> _YOUR TASK_:
Where does the string "coordinates" occur in the records? Copy each line that holds it.

====== THE DATA ======

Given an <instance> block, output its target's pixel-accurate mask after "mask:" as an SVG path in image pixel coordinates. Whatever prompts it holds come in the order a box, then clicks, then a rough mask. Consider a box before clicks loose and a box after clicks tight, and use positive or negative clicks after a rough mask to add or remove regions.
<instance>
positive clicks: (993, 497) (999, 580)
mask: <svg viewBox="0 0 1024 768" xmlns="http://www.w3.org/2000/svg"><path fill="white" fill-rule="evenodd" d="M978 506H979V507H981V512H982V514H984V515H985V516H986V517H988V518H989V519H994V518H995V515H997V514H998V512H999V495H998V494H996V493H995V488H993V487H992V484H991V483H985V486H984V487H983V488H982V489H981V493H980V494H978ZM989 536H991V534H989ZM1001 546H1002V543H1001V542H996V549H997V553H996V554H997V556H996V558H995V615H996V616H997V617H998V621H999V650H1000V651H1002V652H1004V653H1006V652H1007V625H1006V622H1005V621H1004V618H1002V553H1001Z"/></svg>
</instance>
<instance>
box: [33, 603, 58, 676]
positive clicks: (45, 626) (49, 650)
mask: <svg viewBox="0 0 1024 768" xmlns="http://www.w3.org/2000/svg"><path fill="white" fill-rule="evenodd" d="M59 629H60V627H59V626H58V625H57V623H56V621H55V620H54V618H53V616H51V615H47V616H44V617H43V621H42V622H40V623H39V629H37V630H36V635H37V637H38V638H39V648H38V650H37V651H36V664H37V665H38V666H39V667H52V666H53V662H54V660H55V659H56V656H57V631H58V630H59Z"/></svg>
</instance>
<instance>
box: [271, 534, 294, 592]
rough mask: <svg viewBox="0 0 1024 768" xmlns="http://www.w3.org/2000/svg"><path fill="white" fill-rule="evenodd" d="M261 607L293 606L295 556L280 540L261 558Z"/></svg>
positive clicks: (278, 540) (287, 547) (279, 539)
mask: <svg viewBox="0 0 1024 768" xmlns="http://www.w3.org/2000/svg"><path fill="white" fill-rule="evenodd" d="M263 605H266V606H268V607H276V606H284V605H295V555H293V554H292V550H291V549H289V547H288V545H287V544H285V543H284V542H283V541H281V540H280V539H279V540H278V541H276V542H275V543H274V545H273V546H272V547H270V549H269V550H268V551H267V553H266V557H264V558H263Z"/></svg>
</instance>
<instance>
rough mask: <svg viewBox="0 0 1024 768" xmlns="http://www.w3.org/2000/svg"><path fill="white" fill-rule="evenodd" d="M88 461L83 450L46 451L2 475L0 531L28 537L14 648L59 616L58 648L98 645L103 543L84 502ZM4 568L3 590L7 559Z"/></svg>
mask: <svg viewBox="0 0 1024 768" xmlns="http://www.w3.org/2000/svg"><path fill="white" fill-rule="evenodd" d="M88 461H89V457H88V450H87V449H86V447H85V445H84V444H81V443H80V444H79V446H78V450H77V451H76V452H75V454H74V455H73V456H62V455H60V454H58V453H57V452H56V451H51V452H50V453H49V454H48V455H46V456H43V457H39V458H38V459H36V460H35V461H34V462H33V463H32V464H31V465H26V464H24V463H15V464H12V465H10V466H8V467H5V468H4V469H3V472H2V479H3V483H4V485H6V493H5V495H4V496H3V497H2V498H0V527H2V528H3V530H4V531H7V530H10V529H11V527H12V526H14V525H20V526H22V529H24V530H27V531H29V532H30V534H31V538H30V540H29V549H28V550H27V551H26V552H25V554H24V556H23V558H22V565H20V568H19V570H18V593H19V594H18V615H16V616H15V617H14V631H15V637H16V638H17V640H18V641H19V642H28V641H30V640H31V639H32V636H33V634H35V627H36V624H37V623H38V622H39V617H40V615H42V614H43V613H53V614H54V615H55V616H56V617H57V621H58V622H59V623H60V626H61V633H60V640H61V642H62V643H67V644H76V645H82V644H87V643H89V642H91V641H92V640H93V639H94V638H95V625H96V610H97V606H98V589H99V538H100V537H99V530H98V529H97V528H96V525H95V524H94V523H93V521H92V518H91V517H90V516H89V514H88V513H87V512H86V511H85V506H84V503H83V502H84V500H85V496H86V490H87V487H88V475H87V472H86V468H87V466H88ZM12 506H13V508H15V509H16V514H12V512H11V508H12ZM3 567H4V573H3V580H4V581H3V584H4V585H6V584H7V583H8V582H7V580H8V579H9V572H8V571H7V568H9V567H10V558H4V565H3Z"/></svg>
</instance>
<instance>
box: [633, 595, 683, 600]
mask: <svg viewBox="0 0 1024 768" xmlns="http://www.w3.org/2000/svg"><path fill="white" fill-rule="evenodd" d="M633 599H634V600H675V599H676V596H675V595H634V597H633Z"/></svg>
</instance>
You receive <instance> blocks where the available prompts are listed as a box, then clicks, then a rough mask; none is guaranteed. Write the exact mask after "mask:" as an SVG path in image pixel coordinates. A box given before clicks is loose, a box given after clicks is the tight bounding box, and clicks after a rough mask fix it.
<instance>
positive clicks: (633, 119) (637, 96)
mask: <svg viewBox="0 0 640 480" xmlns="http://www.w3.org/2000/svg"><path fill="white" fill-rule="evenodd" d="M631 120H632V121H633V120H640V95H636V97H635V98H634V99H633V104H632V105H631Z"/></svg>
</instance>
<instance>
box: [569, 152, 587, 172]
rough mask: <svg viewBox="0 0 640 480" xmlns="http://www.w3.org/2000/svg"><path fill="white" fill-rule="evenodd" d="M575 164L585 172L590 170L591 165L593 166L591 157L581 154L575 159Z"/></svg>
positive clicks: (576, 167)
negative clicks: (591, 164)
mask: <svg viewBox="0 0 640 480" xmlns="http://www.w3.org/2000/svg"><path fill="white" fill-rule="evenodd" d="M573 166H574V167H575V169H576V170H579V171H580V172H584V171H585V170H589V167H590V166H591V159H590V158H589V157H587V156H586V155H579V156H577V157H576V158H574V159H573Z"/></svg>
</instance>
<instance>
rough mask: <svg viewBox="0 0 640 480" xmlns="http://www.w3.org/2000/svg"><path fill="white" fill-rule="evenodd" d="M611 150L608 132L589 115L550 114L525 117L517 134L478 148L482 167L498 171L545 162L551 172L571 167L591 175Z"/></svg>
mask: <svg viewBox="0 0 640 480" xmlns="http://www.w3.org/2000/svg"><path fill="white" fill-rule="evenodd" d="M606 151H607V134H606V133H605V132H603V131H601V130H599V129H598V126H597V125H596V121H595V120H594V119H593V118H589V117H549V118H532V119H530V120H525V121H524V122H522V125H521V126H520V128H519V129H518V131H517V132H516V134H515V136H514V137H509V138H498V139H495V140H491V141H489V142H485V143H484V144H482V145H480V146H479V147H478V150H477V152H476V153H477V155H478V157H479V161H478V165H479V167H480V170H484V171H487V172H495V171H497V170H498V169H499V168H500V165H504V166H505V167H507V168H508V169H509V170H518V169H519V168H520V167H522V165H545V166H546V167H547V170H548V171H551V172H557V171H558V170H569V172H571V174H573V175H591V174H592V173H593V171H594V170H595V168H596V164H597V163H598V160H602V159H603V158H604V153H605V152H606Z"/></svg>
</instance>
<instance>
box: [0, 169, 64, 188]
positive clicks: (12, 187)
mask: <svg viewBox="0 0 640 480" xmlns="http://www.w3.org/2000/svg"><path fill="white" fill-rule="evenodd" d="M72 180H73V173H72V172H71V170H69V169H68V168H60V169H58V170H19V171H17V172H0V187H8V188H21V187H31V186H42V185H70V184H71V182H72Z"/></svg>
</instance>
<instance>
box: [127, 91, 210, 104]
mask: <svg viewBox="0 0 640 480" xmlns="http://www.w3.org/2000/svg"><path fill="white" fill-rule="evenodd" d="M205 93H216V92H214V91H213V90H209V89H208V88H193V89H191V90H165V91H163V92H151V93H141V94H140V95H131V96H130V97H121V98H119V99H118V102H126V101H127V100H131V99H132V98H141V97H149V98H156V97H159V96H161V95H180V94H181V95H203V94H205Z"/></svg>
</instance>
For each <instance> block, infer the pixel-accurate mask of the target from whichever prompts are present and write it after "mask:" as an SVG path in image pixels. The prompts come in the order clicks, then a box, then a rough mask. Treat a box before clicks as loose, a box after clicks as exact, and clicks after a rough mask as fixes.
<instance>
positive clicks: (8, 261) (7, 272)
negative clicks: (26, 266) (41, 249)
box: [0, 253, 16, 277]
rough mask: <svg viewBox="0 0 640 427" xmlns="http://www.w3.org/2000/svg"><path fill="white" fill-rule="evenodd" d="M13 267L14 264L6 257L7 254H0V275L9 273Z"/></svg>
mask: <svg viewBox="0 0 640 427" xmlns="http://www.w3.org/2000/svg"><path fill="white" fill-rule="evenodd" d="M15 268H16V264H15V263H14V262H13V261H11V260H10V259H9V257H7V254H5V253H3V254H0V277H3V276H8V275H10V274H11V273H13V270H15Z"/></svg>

======

> _WRITTEN SOLUTION_:
Given an <instance> block, output its target's pixel-accurate mask after "mask:" as an SVG path in image pixel coordinates. Whatever prompts it holds come in the order a box, then clicks, then a rough mask. Consider a box before clicks loose and a box after clicks tight, and use positive or negative clicks after a rough mask to add or remove regions.
You receive <instance> blocks where the available prompts are listed as a box, then clicks, then a rough mask; none is guaranteed. Write the exact mask after "mask:" as an SVG path in image pixel coordinates. A box given before clicks is loose, a box given after clicks is the tight bounding box, and clicks after a rough mask fix it.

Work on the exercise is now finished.